_GOAL OF THE EXERCISE_. Supply the number of lines in the listing below in which the word "sofa" occurs, and nothing else.

_DATA FOR THIS TASK_.
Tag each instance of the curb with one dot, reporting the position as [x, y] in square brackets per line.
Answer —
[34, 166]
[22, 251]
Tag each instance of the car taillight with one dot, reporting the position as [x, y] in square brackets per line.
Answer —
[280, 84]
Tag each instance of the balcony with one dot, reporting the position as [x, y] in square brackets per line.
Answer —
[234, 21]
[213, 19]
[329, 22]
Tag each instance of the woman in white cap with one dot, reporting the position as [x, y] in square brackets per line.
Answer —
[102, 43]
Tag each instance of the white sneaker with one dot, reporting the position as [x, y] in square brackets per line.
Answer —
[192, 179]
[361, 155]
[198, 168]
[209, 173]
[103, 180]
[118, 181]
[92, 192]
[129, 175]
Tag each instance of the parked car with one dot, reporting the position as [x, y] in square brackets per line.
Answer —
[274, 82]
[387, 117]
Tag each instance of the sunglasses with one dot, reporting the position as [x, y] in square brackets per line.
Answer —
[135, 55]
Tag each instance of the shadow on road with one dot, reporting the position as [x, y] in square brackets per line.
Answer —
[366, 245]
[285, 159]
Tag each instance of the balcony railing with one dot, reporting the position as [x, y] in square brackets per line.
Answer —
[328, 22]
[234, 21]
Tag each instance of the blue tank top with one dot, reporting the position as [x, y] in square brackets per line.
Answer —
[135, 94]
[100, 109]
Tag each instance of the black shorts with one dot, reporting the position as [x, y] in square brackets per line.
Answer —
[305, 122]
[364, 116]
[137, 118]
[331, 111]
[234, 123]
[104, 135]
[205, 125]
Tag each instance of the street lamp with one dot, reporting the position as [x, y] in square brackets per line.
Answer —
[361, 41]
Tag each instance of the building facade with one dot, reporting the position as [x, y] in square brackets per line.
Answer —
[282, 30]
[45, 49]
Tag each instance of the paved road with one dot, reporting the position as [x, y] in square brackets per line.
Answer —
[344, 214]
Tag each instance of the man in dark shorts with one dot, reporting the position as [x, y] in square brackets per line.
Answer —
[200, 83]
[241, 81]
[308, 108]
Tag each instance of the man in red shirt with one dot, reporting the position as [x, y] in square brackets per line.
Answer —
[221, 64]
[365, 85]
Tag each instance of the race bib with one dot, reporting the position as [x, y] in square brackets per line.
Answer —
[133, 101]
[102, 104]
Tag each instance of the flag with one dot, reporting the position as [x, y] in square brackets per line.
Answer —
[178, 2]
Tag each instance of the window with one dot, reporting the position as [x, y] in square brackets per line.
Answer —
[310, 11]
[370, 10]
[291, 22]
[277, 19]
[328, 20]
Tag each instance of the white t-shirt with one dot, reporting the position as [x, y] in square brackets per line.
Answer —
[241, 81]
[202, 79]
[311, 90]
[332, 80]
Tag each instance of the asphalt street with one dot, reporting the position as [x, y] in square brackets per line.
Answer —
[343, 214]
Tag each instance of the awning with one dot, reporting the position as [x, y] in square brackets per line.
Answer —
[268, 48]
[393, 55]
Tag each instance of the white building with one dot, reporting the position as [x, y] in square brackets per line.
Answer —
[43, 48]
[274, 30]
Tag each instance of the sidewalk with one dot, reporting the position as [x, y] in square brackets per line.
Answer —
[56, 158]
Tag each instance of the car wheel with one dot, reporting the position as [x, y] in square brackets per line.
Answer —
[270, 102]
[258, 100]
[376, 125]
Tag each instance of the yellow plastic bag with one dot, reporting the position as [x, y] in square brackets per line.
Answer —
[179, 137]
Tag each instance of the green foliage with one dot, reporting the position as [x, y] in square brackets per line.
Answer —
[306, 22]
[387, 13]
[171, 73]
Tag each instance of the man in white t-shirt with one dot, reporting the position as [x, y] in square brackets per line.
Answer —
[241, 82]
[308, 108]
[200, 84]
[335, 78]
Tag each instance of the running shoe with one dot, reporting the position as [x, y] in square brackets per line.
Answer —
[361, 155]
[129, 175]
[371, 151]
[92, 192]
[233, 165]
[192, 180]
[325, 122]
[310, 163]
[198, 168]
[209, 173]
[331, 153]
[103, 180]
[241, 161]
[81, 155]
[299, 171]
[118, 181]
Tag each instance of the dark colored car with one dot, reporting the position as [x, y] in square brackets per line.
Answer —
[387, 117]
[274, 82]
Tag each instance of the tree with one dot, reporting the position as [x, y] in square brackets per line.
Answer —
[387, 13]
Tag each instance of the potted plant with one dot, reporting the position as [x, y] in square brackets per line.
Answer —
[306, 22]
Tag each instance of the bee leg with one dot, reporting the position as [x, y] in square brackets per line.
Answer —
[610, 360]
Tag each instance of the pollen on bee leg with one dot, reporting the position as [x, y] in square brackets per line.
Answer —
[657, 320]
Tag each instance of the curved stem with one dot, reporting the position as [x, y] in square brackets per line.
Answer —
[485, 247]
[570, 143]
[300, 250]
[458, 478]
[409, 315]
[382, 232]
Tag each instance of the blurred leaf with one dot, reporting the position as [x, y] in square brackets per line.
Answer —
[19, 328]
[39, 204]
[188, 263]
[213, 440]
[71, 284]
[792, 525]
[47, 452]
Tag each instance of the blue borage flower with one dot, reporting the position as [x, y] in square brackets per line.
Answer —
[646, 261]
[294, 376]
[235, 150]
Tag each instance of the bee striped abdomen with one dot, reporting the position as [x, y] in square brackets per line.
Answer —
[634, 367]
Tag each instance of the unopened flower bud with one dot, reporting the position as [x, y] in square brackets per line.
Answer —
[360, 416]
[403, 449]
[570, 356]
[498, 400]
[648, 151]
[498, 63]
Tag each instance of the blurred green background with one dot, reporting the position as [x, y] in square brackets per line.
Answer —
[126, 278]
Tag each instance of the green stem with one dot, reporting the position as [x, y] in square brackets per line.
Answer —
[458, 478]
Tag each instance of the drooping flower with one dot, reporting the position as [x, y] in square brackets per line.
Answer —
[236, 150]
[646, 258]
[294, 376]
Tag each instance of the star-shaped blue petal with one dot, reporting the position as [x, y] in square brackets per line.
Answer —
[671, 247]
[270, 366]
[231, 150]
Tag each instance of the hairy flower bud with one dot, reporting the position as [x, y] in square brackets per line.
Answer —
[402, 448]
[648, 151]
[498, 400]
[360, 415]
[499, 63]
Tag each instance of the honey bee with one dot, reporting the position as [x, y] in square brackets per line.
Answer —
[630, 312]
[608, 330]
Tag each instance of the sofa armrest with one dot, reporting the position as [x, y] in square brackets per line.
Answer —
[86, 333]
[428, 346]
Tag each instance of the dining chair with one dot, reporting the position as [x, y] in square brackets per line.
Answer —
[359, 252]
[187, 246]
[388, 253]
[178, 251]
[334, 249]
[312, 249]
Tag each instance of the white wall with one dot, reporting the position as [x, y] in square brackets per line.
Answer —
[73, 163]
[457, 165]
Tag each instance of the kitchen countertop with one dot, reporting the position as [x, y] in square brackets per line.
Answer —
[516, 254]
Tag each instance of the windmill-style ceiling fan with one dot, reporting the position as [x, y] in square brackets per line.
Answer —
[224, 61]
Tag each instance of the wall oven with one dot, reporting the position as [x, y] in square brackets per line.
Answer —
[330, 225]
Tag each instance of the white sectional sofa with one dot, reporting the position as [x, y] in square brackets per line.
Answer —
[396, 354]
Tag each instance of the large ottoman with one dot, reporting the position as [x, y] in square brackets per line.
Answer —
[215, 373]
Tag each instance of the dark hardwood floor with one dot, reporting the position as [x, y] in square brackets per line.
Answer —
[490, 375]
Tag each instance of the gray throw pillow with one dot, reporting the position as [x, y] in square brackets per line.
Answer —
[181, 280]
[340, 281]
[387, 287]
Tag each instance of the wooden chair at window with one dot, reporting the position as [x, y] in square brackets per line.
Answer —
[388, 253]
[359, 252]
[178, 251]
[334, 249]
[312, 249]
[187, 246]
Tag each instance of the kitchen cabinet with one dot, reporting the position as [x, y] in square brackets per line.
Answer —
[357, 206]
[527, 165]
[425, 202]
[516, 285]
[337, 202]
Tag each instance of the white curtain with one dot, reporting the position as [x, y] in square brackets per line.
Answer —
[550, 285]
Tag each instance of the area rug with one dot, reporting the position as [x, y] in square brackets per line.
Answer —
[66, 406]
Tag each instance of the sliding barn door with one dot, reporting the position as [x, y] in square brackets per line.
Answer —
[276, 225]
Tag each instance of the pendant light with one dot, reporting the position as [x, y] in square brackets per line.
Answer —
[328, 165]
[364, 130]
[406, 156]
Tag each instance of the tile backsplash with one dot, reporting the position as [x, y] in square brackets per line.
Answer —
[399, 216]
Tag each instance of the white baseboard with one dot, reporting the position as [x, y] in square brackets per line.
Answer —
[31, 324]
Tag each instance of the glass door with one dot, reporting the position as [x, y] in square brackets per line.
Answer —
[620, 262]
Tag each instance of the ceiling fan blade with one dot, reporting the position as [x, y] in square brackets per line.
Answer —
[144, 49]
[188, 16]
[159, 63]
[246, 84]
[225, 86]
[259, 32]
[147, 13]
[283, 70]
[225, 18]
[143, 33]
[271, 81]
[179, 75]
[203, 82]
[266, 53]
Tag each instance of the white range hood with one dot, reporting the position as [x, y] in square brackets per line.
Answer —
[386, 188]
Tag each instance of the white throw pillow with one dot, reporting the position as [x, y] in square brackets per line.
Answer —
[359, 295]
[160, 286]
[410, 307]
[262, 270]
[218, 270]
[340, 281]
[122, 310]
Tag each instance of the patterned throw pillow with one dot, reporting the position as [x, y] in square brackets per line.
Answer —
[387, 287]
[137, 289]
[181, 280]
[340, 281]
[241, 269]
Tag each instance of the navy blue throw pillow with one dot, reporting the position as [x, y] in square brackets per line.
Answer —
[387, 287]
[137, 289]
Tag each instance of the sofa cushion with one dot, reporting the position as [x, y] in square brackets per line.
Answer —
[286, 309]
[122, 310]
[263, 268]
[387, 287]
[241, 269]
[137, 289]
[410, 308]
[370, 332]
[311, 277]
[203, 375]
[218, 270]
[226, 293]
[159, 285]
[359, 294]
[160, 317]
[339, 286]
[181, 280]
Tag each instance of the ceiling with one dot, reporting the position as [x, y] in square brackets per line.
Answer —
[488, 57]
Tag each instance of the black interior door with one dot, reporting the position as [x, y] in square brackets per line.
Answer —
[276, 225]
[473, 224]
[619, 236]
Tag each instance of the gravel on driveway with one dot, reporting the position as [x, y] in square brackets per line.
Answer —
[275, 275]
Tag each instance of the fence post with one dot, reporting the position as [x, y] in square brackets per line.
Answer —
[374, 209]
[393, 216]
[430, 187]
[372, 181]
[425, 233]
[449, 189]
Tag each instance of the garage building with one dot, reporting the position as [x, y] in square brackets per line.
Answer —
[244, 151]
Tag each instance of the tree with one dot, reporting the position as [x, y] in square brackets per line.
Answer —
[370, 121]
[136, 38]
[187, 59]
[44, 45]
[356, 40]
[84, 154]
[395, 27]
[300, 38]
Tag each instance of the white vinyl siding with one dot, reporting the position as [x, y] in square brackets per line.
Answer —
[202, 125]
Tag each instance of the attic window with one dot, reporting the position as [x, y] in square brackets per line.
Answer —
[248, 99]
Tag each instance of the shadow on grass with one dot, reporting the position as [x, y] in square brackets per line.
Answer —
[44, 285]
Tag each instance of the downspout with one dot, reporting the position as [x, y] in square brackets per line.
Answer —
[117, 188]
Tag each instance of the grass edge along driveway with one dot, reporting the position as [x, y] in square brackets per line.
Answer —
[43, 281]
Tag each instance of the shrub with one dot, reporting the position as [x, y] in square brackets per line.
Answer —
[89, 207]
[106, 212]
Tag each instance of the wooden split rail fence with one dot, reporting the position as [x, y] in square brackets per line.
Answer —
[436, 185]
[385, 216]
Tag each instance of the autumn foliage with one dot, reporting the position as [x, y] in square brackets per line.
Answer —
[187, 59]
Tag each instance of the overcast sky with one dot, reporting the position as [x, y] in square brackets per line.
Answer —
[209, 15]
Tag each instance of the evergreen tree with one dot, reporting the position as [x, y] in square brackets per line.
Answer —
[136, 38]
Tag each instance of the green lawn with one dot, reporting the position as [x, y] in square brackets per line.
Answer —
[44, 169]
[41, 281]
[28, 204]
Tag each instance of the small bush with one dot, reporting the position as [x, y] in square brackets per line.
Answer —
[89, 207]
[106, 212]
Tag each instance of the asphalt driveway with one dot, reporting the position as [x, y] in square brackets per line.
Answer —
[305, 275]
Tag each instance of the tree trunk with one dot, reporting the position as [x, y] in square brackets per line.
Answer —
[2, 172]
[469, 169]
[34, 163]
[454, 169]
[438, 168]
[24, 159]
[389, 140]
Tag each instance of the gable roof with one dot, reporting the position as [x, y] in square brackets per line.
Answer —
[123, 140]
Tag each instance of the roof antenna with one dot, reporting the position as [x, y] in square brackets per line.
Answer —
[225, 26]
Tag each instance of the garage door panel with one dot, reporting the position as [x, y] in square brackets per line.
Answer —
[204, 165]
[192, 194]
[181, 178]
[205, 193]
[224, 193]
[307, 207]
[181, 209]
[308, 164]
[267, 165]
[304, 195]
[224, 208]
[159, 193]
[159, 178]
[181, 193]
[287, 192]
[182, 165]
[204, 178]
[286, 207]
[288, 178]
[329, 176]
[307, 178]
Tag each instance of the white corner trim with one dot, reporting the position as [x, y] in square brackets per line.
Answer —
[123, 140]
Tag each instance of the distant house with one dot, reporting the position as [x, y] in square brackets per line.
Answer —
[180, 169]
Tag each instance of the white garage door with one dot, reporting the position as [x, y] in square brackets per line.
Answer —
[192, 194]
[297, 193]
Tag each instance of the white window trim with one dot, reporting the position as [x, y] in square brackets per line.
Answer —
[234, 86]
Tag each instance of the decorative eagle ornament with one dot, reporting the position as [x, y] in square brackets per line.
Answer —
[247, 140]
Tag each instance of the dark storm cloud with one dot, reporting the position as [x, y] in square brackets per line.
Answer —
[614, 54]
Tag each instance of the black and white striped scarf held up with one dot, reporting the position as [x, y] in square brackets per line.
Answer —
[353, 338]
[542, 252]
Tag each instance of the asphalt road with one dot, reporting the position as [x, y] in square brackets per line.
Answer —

_EXERCISE OUTPUT_. 3